GIVEN INFORMATION below:

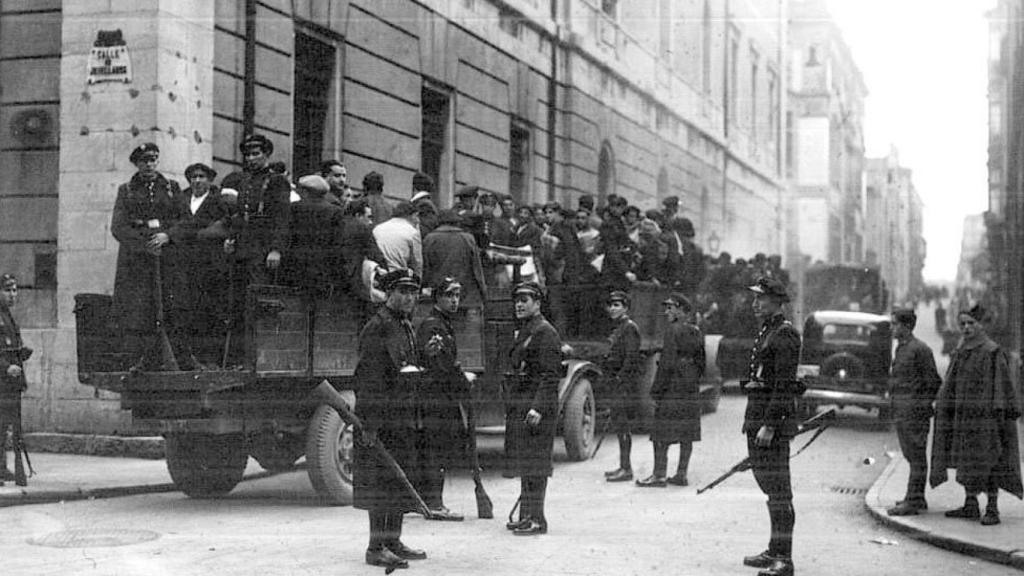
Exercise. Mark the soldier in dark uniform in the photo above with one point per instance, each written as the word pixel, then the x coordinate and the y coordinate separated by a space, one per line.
pixel 258 228
pixel 676 393
pixel 622 369
pixel 915 381
pixel 12 357
pixel 769 422
pixel 387 404
pixel 531 413
pixel 145 218
pixel 443 429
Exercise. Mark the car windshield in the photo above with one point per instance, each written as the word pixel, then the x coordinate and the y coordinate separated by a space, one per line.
pixel 847 333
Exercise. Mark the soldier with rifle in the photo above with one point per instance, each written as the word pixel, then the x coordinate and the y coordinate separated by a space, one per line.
pixel 769 422
pixel 12 383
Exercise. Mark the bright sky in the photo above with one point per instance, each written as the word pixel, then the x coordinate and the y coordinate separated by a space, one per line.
pixel 925 64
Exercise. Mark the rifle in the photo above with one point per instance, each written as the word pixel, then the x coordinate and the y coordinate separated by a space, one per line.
pixel 484 508
pixel 326 394
pixel 820 422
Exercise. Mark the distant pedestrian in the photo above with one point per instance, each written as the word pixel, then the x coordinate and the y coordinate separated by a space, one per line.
pixel 915 381
pixel 975 421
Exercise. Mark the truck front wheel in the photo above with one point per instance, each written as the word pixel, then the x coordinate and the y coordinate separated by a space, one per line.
pixel 329 456
pixel 205 465
pixel 579 420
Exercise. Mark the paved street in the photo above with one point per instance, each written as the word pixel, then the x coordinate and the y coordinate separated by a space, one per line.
pixel 275 526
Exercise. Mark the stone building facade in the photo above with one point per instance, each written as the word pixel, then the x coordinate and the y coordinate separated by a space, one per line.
pixel 547 99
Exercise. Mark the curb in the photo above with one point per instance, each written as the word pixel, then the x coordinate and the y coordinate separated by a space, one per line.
pixel 1013 559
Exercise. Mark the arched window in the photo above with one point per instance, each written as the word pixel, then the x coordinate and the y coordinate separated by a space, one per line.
pixel 605 173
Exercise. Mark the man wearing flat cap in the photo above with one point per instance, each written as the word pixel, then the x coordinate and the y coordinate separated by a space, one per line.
pixel 915 381
pixel 622 369
pixel 976 413
pixel 258 227
pixel 313 254
pixel 531 411
pixel 442 436
pixel 145 222
pixel 12 356
pixel 769 422
pixel 388 404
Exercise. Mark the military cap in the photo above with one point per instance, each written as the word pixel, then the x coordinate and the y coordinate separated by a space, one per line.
pixel 399 278
pixel 315 183
pixel 260 140
pixel 142 150
pixel 530 289
pixel 620 296
pixel 678 299
pixel 445 285
pixel 423 182
pixel 200 167
pixel 770 287
pixel 468 191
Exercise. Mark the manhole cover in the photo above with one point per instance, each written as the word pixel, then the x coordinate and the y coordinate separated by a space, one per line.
pixel 93 538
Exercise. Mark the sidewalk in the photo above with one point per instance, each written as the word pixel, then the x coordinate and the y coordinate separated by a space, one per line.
pixel 1003 543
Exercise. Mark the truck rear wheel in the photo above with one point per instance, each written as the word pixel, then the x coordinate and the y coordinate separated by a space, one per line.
pixel 205 465
pixel 329 456
pixel 579 420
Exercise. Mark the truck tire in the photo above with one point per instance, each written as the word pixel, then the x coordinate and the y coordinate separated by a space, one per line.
pixel 329 456
pixel 206 465
pixel 579 420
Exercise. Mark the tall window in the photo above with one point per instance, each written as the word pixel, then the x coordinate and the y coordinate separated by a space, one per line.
pixel 314 62
pixel 519 163
pixel 433 147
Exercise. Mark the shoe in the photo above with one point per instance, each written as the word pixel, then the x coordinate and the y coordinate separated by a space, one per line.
pixel 622 475
pixel 779 567
pixel 444 515
pixel 516 525
pixel 652 482
pixel 404 552
pixel 967 512
pixel 763 560
pixel 678 480
pixel 531 527
pixel 904 508
pixel 386 559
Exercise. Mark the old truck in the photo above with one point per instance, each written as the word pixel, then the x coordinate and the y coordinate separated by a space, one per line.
pixel 213 420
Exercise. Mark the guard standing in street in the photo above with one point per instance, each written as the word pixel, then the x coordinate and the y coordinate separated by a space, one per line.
pixel 772 388
pixel 531 412
pixel 915 381
pixel 445 387
pixel 676 393
pixel 387 403
pixel 622 370
pixel 12 357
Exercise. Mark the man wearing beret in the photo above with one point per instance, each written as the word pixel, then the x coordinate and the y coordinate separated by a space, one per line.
pixel 976 413
pixel 12 357
pixel 443 433
pixel 151 276
pixel 531 411
pixel 769 422
pixel 258 228
pixel 387 402
pixel 915 381
pixel 622 370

End of GIVEN INFORMATION.

■ **WHAT YOU ARE ASKED TO DO**: Retype each entry exactly. No pictures.

■ **FINAL ANSWER**:
Exercise. Mark the soldier in dark uniform in the photo above with one point per instance, each written as the word pixel, then the x coordinate and the y coordinate separated by a space, one per line.
pixel 258 228
pixel 676 393
pixel 622 369
pixel 915 381
pixel 12 357
pixel 769 422
pixel 387 404
pixel 531 413
pixel 145 218
pixel 443 429
Exercise. Mark the car windshield in the photo above with one point per instance, each written as the word pixel, then the x coordinate and the y coordinate separated by a space, one per line.
pixel 847 333
Exercise. Mark the soldier with rifle in the photo above with one point per instance, each written as the word pixel, then the x coordinate and the y coordinate separated by a space, one per line.
pixel 769 422
pixel 12 383
Exercise. Mark the bright sky in the photo above with one point per instance, each written as the word pixel, then the x coordinate and the y coordinate separated by a space, one per line.
pixel 925 64
Exercise. Mark the rifle in the photo above with one point per instance, each written as the word pixel, then the x coordinate and the y coordinate separated by a space, one per line.
pixel 484 508
pixel 326 394
pixel 820 422
Exercise. Mark the distant pedestrian in the photo above with one point per instance, each written as the word pixel, then the x coordinate and the y coordinate separated by a space, one per line.
pixel 915 381
pixel 975 421
Exercise. Mark the truck front wheel in the photo above with one point per instance, each written as the word pixel, then the x coordinate and the y coordinate separated by a space, one per line.
pixel 329 456
pixel 205 465
pixel 579 420
Exercise. Mark the paved street in the photo above with one point per instance, each written as the word pixel, then the x coordinate and the y coordinate separated by a space, one per line.
pixel 275 526
Exercise. Mark the stone building facade in the photo above with one point per instance, each written as the word pixel, then the x coordinate and the y coordinate separated by a space, one per line.
pixel 547 99
Exercise. Mark the curb in the photo above with one point per instance, each written as the word pixel, then the x coordinate and the y coordinate separated by a space, one per line.
pixel 1013 559
Exercise. Mark the arched window in the photo above with one point per instance, each written as the word pixel, then the x coordinate and the y coordinate separated by a space, one per line.
pixel 605 173
Exercise. Mark the man wearing flat cap in the photo above with one point per instance, each written as the word pixel, then the x coordinate and the y coordinate separated by a space, one per line.
pixel 915 381
pixel 622 369
pixel 976 413
pixel 258 227
pixel 313 254
pixel 531 411
pixel 442 436
pixel 145 222
pixel 12 356
pixel 769 422
pixel 388 404
Exercise. Mark the military cap in the photo above with one point per instance, each written as the word pixel, then the x coordinate and the y coordinate separated by a space, one per line.
pixel 399 278
pixel 315 183
pixel 260 140
pixel 142 150
pixel 530 289
pixel 620 296
pixel 678 299
pixel 445 285
pixel 423 182
pixel 200 167
pixel 770 287
pixel 468 191
Exercise. Mark the manhole cover in the photo above with one point per instance, each written as the word pixel, then the x coordinate and the y coordinate separated by a space, one per line.
pixel 93 538
Exercise. Mark the sidewalk in the photo above with one point per instance, each written as the word pixel, then the x coordinate and the y coordinate separated by a space, one per line.
pixel 1003 543
Exercise. Mark the truck rear wheel in the photo above with one point per instance, each written as the word pixel, then the x coordinate and the y coordinate separated by a space, one per line.
pixel 205 465
pixel 329 456
pixel 579 420
Exercise. Mark the truck tire in the photo above with one point per instance, each written as the word pixel, then the x coordinate and the y coordinate separated by a space, one per line.
pixel 329 456
pixel 206 465
pixel 579 420
Exercise. Mark the tall window in the photo above with one point per instance, each written as the word pixel, then the x coordinate and the y coordinate separated by a space, one per line.
pixel 314 62
pixel 519 163
pixel 433 147
Exercise. Mark the shoe in the photo above with one point per instance, each written as the word pixel, then the x coordinate and the y coordinate separated by a space, one per line.
pixel 622 475
pixel 779 567
pixel 444 515
pixel 516 525
pixel 652 482
pixel 404 552
pixel 967 512
pixel 763 560
pixel 678 480
pixel 531 527
pixel 904 508
pixel 386 559
Exercise. Mark the old truck in the photo above with one point per instance, each written as the word pixel, then the x coordinate and the y coordinate separated by a space, one per line.
pixel 213 420
Exercise. Mark the guard standing in street in the photo above with one point per instance, each written as the word pixel, then the x coordinate and the y coordinate separated by a space, one per line.
pixel 772 388
pixel 531 412
pixel 915 381
pixel 445 387
pixel 676 393
pixel 387 403
pixel 622 370
pixel 12 357
Exercise. Mark the man wearing beret in the photo above with one point per instance, each written as the word pixel, then the x coordinate and the y coordinate separated by a space, one per line.
pixel 976 413
pixel 12 357
pixel 443 433
pixel 151 276
pixel 531 411
pixel 769 422
pixel 258 228
pixel 387 402
pixel 915 381
pixel 622 370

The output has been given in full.